Required work: Give the data again exactly, stopping after the "Please tag the chimney" line.

:: Material for the task

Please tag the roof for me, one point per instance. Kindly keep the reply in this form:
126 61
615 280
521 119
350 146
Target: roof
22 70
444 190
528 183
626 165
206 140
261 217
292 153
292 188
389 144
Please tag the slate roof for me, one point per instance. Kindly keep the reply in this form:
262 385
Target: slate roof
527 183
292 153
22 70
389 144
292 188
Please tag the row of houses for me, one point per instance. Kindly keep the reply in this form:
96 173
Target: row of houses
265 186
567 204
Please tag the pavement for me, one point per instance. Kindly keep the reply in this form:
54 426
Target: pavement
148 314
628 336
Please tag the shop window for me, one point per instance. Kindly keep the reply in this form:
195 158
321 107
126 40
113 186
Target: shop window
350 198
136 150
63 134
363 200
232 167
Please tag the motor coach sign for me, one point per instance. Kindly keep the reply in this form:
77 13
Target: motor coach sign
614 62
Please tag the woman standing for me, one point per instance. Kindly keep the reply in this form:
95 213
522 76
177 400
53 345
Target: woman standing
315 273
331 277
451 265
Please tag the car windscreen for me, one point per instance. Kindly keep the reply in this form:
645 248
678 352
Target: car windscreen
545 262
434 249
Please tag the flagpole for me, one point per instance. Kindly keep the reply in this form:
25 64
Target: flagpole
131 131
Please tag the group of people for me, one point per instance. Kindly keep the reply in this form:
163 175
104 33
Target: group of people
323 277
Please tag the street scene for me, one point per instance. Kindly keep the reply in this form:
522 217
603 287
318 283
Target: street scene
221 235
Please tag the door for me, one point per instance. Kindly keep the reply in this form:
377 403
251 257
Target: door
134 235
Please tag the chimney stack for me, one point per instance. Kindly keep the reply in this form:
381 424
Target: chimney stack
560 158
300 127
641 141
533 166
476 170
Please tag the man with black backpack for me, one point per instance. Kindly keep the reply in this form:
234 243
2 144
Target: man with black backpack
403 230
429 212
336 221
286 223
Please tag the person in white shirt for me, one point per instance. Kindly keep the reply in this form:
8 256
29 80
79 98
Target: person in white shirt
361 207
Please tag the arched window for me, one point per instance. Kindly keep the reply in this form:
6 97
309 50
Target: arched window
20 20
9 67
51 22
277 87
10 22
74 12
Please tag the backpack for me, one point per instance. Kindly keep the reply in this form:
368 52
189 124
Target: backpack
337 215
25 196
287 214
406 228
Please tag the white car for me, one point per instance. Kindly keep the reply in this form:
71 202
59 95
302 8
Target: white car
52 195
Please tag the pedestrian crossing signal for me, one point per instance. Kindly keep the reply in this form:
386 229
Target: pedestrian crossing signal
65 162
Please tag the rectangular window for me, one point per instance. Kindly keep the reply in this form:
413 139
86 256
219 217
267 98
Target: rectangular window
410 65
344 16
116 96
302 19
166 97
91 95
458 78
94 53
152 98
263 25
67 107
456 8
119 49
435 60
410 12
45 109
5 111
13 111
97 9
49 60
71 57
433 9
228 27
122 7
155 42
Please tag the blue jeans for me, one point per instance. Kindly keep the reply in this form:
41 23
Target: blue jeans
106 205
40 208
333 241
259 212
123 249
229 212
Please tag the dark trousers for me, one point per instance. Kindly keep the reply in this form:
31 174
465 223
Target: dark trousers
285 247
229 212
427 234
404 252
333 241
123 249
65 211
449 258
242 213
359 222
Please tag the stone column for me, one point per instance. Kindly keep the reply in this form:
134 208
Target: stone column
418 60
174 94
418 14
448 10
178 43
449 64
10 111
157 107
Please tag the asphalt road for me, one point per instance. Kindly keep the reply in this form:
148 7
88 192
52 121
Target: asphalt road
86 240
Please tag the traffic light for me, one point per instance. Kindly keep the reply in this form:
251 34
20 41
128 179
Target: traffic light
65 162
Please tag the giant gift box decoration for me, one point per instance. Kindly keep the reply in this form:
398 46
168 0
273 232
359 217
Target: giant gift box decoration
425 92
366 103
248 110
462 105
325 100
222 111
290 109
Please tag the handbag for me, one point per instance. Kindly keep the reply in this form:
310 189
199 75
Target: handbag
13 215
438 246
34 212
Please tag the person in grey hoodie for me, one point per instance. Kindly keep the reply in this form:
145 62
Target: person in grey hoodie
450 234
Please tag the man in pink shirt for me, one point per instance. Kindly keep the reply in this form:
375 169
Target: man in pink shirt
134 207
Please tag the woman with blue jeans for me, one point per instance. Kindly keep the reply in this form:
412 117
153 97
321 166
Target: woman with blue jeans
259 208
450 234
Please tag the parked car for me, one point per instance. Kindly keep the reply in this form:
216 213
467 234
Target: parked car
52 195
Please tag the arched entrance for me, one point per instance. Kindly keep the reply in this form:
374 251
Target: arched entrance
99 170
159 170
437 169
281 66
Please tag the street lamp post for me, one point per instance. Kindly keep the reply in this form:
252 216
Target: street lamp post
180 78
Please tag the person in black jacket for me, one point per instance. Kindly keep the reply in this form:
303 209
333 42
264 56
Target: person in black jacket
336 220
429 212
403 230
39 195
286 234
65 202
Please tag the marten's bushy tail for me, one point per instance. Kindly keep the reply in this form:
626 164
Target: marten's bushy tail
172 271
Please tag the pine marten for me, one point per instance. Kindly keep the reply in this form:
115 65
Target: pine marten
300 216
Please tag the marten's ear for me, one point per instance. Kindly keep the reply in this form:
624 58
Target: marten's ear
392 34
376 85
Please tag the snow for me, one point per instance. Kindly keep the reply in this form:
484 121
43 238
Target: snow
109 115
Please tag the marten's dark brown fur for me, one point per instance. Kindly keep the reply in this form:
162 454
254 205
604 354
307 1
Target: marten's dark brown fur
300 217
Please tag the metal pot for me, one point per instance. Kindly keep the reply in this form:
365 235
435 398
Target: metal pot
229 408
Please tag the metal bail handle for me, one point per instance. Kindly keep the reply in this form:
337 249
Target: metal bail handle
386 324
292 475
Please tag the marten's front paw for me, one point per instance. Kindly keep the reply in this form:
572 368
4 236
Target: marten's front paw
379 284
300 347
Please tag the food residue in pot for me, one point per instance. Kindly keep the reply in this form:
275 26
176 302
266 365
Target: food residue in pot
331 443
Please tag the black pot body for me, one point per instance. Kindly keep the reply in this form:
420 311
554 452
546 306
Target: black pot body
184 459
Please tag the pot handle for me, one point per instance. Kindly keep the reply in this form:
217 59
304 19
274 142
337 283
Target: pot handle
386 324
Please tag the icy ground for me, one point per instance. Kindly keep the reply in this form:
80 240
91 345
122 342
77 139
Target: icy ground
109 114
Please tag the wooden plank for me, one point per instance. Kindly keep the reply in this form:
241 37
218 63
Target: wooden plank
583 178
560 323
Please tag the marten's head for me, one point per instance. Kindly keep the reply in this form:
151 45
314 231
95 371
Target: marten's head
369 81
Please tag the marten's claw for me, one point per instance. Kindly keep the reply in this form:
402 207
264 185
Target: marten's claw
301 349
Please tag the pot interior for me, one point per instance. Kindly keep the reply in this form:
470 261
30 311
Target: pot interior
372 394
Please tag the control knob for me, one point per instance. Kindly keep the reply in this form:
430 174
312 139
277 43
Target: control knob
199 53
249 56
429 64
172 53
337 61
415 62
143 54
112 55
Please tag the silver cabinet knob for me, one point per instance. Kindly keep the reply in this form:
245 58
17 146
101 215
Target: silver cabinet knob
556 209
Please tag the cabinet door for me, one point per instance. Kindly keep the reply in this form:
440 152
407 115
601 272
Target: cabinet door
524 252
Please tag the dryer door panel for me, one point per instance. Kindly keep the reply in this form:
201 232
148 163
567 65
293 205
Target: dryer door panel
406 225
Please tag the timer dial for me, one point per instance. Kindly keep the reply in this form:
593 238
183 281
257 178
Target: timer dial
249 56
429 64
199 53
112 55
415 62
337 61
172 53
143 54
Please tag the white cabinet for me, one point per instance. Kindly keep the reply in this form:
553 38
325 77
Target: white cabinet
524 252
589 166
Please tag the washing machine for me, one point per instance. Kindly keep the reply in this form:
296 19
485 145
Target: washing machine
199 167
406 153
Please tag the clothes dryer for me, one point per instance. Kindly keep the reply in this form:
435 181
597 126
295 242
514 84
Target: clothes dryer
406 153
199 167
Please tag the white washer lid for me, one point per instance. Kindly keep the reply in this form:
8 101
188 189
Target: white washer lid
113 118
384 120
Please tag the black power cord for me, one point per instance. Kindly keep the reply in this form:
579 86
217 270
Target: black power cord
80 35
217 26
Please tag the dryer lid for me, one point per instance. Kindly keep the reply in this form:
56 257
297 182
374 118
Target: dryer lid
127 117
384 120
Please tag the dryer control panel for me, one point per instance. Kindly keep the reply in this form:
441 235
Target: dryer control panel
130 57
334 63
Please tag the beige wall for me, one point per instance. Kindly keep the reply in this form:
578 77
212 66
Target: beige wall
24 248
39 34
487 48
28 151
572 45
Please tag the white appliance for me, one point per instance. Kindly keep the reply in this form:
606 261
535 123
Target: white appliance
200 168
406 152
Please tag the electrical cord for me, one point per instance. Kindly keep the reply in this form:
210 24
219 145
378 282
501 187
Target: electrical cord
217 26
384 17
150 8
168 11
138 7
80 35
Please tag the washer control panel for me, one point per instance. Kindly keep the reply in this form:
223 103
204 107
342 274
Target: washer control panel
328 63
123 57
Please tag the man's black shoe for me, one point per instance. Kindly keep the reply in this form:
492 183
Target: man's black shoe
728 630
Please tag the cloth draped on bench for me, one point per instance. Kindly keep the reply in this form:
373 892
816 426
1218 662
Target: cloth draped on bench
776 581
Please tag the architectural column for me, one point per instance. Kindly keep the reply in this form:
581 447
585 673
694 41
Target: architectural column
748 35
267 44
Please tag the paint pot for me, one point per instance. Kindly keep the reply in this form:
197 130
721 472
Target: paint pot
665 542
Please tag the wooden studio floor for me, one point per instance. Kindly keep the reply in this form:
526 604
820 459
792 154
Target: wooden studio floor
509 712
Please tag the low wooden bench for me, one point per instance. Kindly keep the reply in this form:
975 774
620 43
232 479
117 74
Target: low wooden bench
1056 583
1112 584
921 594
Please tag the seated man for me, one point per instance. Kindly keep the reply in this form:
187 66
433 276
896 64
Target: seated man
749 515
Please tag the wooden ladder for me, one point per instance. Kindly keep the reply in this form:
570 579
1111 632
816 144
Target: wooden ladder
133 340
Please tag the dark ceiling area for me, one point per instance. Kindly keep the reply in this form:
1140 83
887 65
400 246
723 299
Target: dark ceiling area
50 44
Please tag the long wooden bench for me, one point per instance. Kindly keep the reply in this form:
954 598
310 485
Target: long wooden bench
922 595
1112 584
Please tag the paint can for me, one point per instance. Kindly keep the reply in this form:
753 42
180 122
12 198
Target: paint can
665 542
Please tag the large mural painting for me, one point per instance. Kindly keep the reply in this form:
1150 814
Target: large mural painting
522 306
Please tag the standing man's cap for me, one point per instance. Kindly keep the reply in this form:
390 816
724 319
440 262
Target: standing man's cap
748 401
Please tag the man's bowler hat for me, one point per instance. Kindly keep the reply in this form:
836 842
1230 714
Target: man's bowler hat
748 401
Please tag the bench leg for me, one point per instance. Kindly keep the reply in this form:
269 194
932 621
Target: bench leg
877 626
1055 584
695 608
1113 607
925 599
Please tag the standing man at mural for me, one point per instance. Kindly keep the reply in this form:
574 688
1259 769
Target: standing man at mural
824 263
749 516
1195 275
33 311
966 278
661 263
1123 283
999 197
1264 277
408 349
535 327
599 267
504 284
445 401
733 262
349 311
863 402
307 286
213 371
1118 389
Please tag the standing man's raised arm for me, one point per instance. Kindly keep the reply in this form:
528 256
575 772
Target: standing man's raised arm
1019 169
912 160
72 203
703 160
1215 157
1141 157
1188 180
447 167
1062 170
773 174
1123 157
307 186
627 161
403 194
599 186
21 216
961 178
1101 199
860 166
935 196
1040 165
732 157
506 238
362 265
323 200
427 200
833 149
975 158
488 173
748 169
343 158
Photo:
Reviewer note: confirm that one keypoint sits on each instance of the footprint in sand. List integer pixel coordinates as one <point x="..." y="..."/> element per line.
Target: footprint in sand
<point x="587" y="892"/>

::::

Solution to this task:
Please tag the roof for me, one point per instance. Kindly keep the reply in this form:
126 61
615 280
521 119
350 146
Target: roof
22 70
444 190
528 183
626 165
206 140
261 217
292 153
292 188
389 144
Please tag the slate roof for me, one point per instance. Kindly keep the reply in this form:
262 385
Target: slate roof
527 183
292 153
22 70
389 144
292 188
Please tag the row of houses for me, one point per instance. Kindly keep the reply in this form:
96 173
Target: row of houses
265 186
567 204
Please tag the pavement for me, one point per instance. Kindly keep the reply in this form:
54 426
Target: pavement
148 314
628 336
Please tag the shop window for me, one point per instance. Kindly keep the reply in this form:
195 158
321 107
126 40
113 186
Target: shop window
350 198
136 150
63 134
363 200
232 167
Please tag the motor coach sign for me, one point per instance. Kindly keep the reply in this form:
77 13
Target: motor coach sign
614 62
Please tag the woman standing for me, one point per instance. Kindly keep the reply in this form:
95 213
522 76
177 400
53 345
Target: woman standing
315 273
331 277
451 265
Please tag the car windscreen for me, one point per instance. Kindly keep the reply in this form:
645 248
678 352
Target: car windscreen
545 262
434 249
Please tag the flagpole for me, one point per instance. Kindly keep the reply in this form:
25 64
Target: flagpole
131 131
Please tag the group of people for me, one point per instance. Kindly keep the reply in this form:
163 175
104 33
Target: group of people
323 277
Please tag the street scene for me, one point per instance. Kindly keep the reply in this form:
522 217
603 287
318 283
Target: street scene
221 235
Please tag the door for me, one point per instance. Kindly keep the reply in this form:
377 403
251 257
Target: door
134 235
Please tag the chimney stack for me, one point per instance. Kindly keep the reply in this form:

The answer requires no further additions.